In the rows below, write out word for word the part that opens with the line containing "Can you spot the lichen-covered" and closes with the line containing "221], [52, 214]]", including both of those lines and nothing else.

"""

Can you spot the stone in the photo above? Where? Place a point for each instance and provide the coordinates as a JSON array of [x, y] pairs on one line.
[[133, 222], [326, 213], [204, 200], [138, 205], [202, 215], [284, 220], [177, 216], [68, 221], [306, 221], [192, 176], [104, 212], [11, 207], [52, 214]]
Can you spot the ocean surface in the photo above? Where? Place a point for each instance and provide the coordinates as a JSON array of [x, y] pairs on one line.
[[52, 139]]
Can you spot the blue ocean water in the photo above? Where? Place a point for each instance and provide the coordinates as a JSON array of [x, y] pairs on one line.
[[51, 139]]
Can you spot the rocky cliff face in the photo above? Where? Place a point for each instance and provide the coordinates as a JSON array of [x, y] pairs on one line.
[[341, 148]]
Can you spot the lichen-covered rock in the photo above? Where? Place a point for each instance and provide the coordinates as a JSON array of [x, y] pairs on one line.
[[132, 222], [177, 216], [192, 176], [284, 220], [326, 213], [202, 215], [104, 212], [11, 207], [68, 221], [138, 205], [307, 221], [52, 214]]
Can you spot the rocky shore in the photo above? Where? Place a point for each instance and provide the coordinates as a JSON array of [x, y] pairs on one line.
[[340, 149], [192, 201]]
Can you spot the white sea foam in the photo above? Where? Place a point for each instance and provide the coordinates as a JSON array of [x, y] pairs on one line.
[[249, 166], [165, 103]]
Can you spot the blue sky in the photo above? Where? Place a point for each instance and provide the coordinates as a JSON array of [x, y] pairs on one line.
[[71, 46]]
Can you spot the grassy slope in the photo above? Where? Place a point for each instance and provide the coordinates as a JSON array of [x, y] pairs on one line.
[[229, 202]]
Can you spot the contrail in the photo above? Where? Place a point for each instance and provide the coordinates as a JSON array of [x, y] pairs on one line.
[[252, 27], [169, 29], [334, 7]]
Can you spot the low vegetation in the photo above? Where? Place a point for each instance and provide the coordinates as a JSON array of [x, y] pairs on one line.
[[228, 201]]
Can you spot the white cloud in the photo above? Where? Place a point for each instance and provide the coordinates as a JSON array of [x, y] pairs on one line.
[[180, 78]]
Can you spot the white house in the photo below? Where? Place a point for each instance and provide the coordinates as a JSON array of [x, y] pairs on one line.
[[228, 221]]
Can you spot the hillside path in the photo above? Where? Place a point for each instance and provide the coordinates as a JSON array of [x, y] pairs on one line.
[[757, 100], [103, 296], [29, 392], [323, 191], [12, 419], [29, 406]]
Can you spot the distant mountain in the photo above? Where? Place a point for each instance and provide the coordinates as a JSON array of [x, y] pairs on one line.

"""

**Response:**
Can you spot the lichen-covered rock in the photo above? Where? Place a point for each instance and provide the coordinates as a JSON array of [x, y] pairs on one line.
[[132, 222], [177, 216], [192, 176], [284, 220], [326, 213], [202, 215], [104, 212], [11, 207], [68, 221], [138, 205], [307, 221], [52, 214]]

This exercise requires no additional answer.